====== Dataset extract
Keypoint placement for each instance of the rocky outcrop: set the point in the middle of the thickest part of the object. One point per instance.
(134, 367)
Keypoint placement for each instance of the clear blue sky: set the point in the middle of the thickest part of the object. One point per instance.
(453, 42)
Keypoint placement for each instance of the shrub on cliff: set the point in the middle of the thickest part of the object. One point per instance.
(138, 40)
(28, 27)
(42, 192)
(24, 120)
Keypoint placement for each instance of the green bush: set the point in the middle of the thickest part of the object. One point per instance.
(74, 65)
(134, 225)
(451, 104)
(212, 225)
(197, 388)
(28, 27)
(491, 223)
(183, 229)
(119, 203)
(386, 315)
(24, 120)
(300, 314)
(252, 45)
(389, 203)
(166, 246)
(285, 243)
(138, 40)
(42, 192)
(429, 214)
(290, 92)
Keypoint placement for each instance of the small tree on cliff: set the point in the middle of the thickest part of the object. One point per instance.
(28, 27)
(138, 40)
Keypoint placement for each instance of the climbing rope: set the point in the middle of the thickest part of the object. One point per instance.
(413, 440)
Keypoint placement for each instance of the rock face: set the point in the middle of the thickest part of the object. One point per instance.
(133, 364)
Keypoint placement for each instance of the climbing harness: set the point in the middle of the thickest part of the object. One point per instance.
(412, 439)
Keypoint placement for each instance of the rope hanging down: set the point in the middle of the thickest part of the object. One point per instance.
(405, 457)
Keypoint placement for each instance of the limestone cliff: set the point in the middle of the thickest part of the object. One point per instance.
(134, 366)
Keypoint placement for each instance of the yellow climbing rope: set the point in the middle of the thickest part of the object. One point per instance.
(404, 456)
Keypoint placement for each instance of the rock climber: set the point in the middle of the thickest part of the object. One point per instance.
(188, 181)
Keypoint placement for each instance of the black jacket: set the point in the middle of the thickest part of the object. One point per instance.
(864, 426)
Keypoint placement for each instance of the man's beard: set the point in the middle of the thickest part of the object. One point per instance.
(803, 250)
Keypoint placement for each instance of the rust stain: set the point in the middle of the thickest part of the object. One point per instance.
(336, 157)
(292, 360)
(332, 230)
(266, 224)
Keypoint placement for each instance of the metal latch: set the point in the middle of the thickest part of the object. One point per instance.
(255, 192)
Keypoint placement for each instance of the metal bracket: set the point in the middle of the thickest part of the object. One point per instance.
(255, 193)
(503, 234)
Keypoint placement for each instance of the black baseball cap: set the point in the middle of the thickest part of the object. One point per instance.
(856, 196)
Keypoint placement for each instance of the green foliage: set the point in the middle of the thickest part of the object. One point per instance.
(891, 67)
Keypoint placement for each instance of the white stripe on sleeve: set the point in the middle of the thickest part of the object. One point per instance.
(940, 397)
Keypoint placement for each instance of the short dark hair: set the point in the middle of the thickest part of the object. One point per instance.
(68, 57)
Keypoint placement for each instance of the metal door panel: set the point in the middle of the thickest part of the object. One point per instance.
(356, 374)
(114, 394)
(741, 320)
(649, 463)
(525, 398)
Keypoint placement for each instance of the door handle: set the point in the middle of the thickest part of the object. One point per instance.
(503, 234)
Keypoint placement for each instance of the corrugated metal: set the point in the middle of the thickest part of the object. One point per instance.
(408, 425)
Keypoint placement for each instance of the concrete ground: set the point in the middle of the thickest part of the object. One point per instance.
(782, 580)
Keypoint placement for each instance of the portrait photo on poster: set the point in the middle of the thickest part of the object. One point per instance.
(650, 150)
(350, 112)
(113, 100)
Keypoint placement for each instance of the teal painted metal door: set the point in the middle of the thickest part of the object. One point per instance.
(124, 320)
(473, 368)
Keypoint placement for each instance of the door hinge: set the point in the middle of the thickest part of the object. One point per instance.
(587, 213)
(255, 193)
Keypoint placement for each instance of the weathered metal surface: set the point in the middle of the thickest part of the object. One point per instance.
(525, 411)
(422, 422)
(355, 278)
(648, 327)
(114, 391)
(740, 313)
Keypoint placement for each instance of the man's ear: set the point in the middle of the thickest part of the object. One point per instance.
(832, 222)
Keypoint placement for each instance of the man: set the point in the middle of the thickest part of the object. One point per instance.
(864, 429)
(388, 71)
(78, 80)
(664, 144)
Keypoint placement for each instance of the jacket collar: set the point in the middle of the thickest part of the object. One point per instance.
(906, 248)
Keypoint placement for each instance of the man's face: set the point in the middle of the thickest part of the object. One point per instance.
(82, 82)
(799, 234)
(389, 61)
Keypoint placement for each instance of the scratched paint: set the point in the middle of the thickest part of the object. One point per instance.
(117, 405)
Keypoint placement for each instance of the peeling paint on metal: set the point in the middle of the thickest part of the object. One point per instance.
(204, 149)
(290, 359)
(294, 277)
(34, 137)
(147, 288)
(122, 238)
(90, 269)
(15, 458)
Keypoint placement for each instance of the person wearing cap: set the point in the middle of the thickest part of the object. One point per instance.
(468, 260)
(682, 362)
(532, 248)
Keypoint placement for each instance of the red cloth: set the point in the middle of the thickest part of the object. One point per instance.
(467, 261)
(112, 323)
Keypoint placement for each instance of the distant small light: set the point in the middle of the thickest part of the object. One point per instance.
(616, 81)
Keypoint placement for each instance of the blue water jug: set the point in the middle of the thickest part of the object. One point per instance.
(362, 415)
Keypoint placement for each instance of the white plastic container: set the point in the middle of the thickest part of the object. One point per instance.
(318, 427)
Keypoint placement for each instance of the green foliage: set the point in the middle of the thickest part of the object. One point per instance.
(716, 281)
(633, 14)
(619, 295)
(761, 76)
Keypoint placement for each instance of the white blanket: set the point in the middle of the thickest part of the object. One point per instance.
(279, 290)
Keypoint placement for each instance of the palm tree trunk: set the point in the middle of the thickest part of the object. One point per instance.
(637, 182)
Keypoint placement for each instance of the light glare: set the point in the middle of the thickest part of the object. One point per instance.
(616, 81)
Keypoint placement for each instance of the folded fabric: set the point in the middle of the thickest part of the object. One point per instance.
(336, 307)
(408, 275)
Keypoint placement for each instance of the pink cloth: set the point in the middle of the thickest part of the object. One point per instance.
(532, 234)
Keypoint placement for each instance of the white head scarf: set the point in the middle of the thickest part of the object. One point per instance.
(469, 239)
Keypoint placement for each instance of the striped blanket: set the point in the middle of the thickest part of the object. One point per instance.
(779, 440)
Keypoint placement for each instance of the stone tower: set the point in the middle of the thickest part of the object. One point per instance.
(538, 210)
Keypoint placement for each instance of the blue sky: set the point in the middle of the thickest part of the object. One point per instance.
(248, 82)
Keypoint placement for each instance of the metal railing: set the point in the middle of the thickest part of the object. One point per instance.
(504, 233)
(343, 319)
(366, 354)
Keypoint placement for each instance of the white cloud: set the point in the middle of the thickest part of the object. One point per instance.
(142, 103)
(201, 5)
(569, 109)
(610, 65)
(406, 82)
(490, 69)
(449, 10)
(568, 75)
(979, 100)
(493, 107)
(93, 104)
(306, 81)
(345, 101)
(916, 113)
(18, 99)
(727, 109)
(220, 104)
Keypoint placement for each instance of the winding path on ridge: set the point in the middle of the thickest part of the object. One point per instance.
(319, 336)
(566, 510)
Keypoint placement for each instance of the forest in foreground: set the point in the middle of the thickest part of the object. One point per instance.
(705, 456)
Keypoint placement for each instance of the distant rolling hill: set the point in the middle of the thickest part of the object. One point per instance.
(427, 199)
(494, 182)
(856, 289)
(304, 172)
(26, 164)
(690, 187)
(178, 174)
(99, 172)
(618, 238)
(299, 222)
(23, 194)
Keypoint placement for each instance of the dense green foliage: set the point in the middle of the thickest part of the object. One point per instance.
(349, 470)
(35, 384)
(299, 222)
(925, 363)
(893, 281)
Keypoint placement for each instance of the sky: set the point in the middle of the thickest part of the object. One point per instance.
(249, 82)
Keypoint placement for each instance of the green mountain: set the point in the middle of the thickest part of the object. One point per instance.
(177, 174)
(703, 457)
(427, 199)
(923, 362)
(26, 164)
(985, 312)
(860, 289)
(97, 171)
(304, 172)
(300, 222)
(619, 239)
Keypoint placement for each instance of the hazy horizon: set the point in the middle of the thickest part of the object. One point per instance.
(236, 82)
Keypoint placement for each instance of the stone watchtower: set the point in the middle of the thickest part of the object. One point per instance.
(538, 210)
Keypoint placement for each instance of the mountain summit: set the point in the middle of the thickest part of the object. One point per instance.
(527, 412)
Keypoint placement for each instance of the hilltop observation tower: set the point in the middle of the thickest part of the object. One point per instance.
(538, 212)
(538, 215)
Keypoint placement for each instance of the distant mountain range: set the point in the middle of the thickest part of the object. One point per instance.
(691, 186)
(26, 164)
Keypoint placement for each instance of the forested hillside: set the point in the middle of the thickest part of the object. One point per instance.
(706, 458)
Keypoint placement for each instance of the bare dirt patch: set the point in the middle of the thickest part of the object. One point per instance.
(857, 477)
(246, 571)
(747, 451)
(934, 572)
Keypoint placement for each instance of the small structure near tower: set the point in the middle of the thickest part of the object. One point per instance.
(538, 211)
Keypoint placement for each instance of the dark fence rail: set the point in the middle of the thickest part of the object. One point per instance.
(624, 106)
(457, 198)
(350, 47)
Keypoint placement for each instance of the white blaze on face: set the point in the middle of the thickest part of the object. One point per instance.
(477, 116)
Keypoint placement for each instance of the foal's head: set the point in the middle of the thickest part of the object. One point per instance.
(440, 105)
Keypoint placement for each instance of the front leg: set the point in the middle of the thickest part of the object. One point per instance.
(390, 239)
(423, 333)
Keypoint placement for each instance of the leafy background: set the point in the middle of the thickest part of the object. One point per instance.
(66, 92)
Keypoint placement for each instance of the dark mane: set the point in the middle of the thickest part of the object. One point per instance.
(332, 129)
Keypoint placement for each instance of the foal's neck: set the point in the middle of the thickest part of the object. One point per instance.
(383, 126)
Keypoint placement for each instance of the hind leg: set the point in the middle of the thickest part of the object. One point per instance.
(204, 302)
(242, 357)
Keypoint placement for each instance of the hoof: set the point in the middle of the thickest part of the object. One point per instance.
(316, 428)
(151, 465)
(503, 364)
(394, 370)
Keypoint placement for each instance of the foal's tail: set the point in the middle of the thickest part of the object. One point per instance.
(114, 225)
============
#### What to work on:
Quote exactly and only the lines from the one holding "Keypoint placement for each instance of the front" through the end of the data.

#### Worked solution:
Keypoint placement for each instance of the front leg: set the point in the middle of the thickest part of the object. One point per instance.
(390, 239)
(423, 333)
Keypoint placement for each instance of the leafy background: set the point in the middle of the thickest part of the object. One point per instance.
(66, 92)
Keypoint placement for each instance of the dark mane: set the point in the middle of the thickest part of the object. One point per instance.
(332, 129)
Keypoint placement for each instance of the foal's neck: set the point in the middle of the thickest part of the object. One point per instance.
(383, 126)
Keypoint placement for each instance of the hind leg: set the point in the middle of the thickest part of the object. One point per instance.
(204, 302)
(242, 357)
Keypoint placement for each instance of the hoof: set the point in the middle of the thickest part of the object. One point per instance.
(316, 428)
(151, 465)
(503, 364)
(394, 370)
Keypoint placement for each instance of the foal's tail: set the point in the middle of the thickest part of the object. One point per instance.
(114, 225)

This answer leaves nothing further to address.